Excerpted data.
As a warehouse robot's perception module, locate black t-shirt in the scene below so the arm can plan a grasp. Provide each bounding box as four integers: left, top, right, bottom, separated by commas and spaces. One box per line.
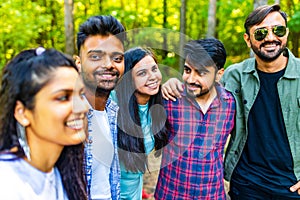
232, 67, 299, 197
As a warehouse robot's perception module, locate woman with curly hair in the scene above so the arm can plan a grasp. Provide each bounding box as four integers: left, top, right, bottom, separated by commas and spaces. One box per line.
0, 47, 88, 200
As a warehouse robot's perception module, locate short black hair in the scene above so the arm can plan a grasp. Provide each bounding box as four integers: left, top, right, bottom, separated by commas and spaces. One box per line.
77, 15, 127, 53
184, 38, 227, 70
244, 4, 287, 35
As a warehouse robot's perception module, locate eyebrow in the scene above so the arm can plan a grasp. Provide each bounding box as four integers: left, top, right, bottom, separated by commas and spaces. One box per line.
183, 65, 209, 73
88, 49, 105, 54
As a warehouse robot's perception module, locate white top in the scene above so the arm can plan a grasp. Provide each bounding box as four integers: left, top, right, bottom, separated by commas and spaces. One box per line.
0, 155, 68, 200
91, 110, 114, 199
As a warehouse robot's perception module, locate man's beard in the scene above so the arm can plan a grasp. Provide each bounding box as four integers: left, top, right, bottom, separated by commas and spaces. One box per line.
185, 83, 209, 98
82, 74, 117, 97
250, 41, 286, 62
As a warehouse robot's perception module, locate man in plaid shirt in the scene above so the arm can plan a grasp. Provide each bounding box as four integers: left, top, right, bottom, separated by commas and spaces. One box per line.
155, 38, 235, 200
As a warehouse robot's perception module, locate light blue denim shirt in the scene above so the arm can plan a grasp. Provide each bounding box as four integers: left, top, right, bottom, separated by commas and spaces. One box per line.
85, 98, 121, 200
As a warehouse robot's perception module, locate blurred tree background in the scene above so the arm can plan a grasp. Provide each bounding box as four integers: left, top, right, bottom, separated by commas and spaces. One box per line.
0, 0, 300, 78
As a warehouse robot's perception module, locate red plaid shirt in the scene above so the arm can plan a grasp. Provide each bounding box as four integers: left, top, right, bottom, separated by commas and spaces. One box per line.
155, 86, 235, 200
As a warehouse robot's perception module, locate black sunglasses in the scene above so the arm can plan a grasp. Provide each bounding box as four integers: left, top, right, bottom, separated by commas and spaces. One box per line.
254, 26, 286, 41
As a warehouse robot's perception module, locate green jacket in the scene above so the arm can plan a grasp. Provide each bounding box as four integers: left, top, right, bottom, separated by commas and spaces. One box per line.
221, 50, 300, 181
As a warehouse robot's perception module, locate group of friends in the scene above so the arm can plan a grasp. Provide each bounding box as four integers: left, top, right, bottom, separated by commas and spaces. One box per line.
0, 4, 300, 200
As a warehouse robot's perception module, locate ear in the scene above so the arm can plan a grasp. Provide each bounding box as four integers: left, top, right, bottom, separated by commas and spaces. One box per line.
74, 56, 81, 72
285, 28, 290, 37
14, 101, 30, 127
216, 68, 224, 82
244, 33, 251, 48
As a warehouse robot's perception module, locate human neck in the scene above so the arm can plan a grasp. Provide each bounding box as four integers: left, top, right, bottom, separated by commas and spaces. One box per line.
85, 89, 109, 111
25, 138, 64, 172
134, 92, 150, 105
196, 87, 217, 114
255, 54, 288, 73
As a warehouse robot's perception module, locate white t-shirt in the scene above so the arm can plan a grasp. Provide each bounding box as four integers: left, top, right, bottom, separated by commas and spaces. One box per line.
0, 155, 68, 200
91, 110, 114, 199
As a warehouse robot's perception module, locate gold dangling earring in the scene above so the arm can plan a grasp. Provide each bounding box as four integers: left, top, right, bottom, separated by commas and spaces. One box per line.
17, 122, 31, 161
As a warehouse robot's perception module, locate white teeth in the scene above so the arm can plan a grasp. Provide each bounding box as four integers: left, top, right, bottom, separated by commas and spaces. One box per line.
147, 83, 157, 87
66, 119, 83, 129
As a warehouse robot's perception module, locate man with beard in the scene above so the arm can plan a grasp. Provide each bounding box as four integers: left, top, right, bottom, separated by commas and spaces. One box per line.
222, 5, 300, 200
155, 38, 235, 199
164, 4, 300, 200
76, 16, 126, 200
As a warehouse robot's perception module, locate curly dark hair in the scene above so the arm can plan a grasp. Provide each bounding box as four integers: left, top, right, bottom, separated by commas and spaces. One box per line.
77, 15, 128, 53
0, 49, 87, 200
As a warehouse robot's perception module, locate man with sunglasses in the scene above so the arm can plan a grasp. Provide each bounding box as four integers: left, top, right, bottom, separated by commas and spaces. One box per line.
162, 4, 300, 200
221, 4, 300, 200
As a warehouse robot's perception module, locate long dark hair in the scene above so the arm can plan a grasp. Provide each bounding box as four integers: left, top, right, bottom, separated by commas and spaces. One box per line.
0, 48, 87, 200
116, 47, 167, 172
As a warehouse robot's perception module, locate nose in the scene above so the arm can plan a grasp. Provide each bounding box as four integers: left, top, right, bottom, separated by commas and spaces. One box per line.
265, 29, 276, 41
187, 72, 196, 83
101, 55, 114, 69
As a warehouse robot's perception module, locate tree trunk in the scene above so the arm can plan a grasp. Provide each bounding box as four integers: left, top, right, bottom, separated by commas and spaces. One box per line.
179, 0, 186, 73
162, 0, 168, 59
65, 0, 75, 56
206, 0, 217, 38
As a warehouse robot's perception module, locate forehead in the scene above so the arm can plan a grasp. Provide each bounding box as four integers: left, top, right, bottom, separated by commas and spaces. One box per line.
81, 35, 124, 54
133, 55, 156, 69
252, 11, 285, 29
184, 61, 216, 72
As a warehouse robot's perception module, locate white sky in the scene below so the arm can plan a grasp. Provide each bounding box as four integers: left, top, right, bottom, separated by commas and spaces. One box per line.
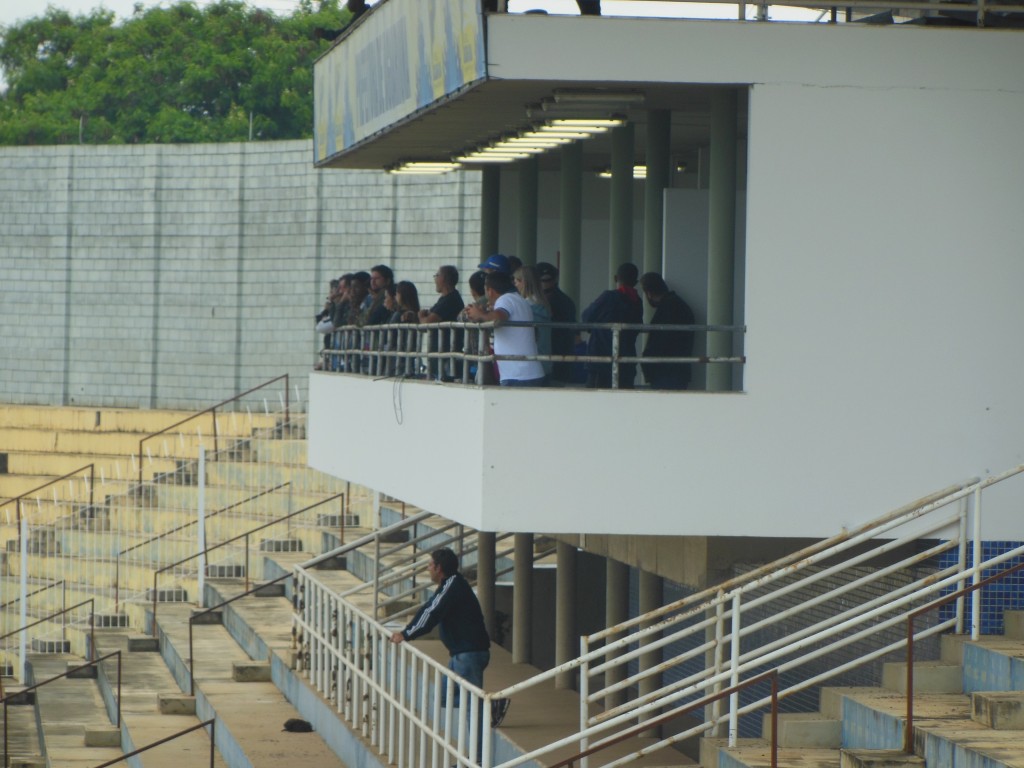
0, 0, 806, 26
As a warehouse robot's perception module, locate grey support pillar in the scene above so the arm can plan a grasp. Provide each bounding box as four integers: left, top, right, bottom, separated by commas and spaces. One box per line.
512, 534, 534, 664
638, 570, 664, 736
604, 557, 630, 710
558, 141, 583, 307
608, 123, 636, 284
480, 165, 502, 262
708, 90, 737, 392
476, 530, 495, 637
555, 542, 580, 689
640, 110, 672, 274
515, 156, 538, 264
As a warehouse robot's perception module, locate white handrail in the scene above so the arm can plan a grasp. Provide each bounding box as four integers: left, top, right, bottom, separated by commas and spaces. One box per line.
286, 465, 1024, 768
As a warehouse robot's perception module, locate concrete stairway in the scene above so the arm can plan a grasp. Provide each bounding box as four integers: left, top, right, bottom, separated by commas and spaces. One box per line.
30, 653, 123, 768
90, 630, 227, 768
151, 598, 343, 768
198, 573, 694, 768
700, 611, 1024, 768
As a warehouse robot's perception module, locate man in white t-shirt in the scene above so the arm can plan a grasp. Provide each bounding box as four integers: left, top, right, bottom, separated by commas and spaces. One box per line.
466, 272, 545, 387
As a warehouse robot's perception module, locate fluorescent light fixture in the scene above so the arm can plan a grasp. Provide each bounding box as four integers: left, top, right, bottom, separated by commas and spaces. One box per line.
597, 165, 647, 179
554, 90, 644, 104
388, 161, 460, 175
548, 118, 626, 131
456, 155, 520, 164
522, 125, 593, 140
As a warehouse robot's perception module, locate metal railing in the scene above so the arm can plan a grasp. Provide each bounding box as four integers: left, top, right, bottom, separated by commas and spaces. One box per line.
0, 464, 96, 530
321, 323, 746, 389
153, 494, 344, 636
138, 374, 290, 485
903, 551, 1024, 755
0, 650, 121, 766
549, 670, 778, 768
114, 482, 290, 610
0, 597, 96, 695
479, 0, 1024, 27
286, 466, 1024, 768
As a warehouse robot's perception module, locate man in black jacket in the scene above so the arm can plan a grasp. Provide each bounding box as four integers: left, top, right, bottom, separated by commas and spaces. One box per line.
391, 547, 509, 728
640, 272, 693, 389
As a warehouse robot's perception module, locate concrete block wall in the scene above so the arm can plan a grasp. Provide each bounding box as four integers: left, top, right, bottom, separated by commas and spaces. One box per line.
0, 141, 480, 410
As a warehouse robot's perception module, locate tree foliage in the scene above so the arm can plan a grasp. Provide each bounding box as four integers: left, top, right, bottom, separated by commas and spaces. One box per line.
0, 0, 351, 144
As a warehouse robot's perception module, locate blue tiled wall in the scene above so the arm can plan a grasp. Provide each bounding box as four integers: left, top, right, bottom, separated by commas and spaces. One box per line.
939, 542, 1024, 635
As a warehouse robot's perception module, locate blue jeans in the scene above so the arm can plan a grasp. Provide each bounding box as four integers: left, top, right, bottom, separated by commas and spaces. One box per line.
441, 650, 490, 763
449, 650, 490, 707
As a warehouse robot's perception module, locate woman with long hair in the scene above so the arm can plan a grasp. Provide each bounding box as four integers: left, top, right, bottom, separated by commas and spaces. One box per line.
513, 264, 552, 376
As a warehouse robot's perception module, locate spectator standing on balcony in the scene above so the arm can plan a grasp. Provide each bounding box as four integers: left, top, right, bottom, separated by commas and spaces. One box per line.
419, 264, 465, 380
477, 253, 512, 274
391, 547, 509, 728
582, 262, 643, 389
393, 280, 420, 376
365, 264, 394, 326
395, 280, 420, 323
640, 272, 693, 389
534, 261, 577, 384
459, 269, 495, 384
467, 272, 545, 387
512, 264, 551, 377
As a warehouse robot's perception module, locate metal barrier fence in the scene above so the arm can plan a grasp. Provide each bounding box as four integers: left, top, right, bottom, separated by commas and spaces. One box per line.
295, 466, 1024, 768
0, 379, 370, 684
321, 322, 746, 389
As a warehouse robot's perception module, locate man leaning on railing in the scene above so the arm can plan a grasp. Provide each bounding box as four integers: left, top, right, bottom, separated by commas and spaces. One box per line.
391, 547, 509, 728
466, 272, 545, 387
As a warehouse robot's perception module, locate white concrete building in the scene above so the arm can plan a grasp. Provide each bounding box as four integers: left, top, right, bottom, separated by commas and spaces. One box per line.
310, 0, 1024, 561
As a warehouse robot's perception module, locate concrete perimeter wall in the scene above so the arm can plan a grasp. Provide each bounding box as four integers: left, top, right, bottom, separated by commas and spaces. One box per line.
0, 141, 479, 409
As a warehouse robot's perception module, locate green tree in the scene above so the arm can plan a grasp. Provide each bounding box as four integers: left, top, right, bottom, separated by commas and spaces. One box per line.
0, 0, 351, 144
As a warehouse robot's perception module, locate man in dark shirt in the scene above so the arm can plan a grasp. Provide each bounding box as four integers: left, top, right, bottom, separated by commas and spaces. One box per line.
391, 547, 508, 728
534, 261, 577, 384
640, 272, 693, 389
582, 262, 643, 389
365, 264, 394, 326
420, 264, 465, 380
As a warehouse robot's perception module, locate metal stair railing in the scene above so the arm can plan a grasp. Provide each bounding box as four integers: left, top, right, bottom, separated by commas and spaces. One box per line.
138, 374, 290, 485
0, 376, 339, 638
288, 466, 1024, 768
0, 646, 121, 766
0, 597, 96, 696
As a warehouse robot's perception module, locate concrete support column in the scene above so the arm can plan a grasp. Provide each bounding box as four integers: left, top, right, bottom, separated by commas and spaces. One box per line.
480, 165, 502, 262
640, 110, 672, 278
476, 530, 495, 638
558, 141, 583, 306
515, 156, 538, 264
555, 542, 580, 689
512, 534, 534, 664
638, 570, 664, 736
708, 90, 737, 391
604, 557, 630, 710
608, 123, 636, 285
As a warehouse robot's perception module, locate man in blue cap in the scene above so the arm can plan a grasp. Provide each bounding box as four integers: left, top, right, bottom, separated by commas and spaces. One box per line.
479, 253, 512, 274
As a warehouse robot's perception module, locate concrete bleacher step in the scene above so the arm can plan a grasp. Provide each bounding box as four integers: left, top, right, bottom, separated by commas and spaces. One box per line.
882, 658, 964, 693
151, 598, 343, 768
761, 712, 843, 750
700, 738, 840, 768
840, 750, 926, 768
29, 653, 124, 768
971, 691, 1024, 731
207, 573, 692, 768
0, 688, 46, 767
90, 631, 227, 768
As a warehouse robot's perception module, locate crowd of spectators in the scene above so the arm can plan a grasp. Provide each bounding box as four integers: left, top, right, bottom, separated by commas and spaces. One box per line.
315, 259, 694, 389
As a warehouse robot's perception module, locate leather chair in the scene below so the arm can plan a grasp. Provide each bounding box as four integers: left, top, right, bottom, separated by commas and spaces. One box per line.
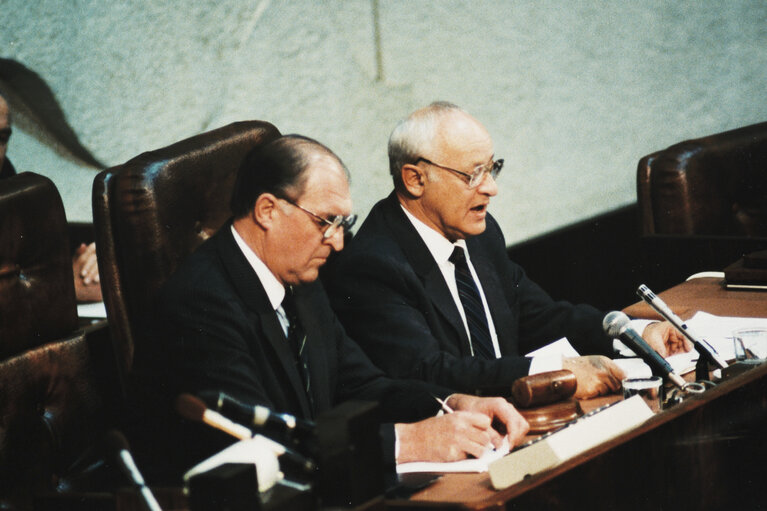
637, 122, 767, 288
0, 172, 116, 509
93, 121, 280, 392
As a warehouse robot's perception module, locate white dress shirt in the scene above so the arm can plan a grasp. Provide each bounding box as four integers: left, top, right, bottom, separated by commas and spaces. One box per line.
232, 225, 290, 337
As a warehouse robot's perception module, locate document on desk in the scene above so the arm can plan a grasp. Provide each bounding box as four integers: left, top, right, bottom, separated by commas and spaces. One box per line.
397, 437, 509, 474
488, 396, 653, 490
615, 312, 767, 378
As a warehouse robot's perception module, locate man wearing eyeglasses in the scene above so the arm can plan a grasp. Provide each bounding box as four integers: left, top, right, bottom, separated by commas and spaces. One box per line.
134, 135, 528, 482
326, 103, 690, 397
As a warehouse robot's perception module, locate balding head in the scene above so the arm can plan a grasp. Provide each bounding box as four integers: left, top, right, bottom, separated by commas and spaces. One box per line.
389, 101, 487, 190
389, 103, 503, 242
231, 135, 349, 218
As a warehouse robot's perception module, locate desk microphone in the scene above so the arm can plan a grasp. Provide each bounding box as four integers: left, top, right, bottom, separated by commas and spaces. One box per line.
104, 430, 162, 511
203, 392, 316, 436
637, 284, 728, 369
602, 311, 686, 389
176, 394, 316, 473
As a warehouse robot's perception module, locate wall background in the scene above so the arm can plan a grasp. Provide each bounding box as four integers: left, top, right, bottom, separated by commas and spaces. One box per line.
0, 0, 767, 243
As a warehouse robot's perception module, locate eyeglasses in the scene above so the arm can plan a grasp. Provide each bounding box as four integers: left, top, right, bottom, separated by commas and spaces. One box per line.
415, 157, 503, 188
280, 197, 357, 239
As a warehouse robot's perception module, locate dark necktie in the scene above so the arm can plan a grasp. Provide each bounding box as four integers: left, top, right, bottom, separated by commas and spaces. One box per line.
449, 247, 495, 359
282, 288, 314, 413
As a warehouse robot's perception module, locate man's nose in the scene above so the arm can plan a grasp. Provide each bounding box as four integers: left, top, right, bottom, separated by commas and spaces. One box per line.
325, 227, 345, 252
477, 172, 498, 197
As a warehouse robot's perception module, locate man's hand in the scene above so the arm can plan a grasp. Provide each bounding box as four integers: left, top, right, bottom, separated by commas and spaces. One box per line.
562, 355, 626, 399
394, 411, 501, 463
447, 394, 530, 447
642, 321, 692, 357
72, 243, 102, 302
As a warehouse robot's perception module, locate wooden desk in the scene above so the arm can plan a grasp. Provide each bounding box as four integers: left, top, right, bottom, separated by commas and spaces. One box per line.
389, 278, 767, 510
624, 277, 767, 319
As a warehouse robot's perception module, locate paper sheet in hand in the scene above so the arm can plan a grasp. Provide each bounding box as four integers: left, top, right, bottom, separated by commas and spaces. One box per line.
397, 437, 509, 474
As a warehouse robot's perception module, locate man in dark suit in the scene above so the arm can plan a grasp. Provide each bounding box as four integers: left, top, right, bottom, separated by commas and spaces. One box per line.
134, 132, 527, 484
326, 103, 690, 397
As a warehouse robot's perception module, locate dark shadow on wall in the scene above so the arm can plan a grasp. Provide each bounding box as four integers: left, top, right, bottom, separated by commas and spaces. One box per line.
508, 204, 767, 311
508, 205, 644, 310
0, 58, 105, 170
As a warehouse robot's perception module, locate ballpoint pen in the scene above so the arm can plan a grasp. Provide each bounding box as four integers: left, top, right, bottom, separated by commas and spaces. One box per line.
434, 396, 453, 413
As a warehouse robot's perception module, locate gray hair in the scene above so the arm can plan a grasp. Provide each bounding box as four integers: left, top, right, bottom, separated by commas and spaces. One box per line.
389, 101, 468, 189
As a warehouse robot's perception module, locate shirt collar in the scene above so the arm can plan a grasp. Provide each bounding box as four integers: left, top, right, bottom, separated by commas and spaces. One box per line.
231, 225, 285, 310
400, 204, 469, 264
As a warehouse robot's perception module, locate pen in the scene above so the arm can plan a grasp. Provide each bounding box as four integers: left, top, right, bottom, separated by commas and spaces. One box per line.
434, 396, 453, 413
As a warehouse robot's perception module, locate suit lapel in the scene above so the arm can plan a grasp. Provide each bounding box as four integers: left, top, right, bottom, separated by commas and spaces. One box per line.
466, 238, 513, 355
216, 228, 312, 417
383, 196, 471, 355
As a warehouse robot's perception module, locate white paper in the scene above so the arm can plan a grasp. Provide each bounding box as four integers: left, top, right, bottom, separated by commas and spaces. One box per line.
184, 435, 283, 492
397, 437, 509, 474
525, 337, 580, 357
77, 302, 107, 318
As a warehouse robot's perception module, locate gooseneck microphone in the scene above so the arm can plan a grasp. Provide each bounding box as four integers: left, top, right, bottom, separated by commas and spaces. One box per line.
176, 394, 316, 473
104, 430, 162, 511
602, 311, 686, 389
637, 284, 729, 369
209, 392, 316, 435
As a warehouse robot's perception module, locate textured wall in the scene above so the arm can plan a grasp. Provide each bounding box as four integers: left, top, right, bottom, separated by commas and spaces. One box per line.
0, 0, 767, 242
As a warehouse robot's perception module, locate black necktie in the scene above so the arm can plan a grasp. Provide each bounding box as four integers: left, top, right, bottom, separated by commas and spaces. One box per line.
282, 288, 314, 412
449, 247, 495, 359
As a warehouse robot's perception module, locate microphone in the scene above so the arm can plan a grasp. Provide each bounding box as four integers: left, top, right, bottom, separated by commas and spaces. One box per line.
104, 430, 162, 511
176, 394, 316, 473
176, 394, 253, 440
637, 284, 729, 369
602, 311, 686, 389
207, 392, 316, 435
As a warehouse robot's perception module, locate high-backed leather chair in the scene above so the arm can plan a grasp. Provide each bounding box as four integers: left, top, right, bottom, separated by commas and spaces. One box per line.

Required work. Set out everything in the material from the line containing "As a warehouse robot's perception module, locate eyeglasses" down to the line containing "72, 243, 102, 302", both included, as a numbered list, leaving out any blank lines.

The reply.
1. As a warehouse robot's perception module, locate eyeglasses in the scene above so the arm can plan a grasp. Provide each bounding box as four integers: left, top, right, bottom, separated by commas and spaces. One box per line.
2. 415, 157, 503, 188
3. 280, 197, 357, 239
4. As a warehouse robot's perception module, locate dark necktie in the scene above so the arm can plan a grasp. Provide each bounding box as four integers: left, top, right, bottom, separated by commas and spaces. One box per line.
5. 449, 247, 495, 359
6. 282, 288, 314, 413
7. As a warehouse robot's perception module, locate man's nose in the scene above so the arm can plan a grasp. Provide each bounding box as four integers: left, top, right, bottom, separated by commas and spaces. One box per line.
8. 325, 227, 345, 252
9. 477, 172, 498, 197
10. As a warehouse robot's perception module, locate man's hand in the scene above so the arm can plan a grasp. Provide each bounding box as four integers: left, top, right, bottom, separated by commas and spaces. One box per line.
11. 562, 355, 626, 399
12. 394, 411, 501, 463
13. 447, 394, 530, 447
14. 642, 321, 692, 357
15. 72, 243, 102, 302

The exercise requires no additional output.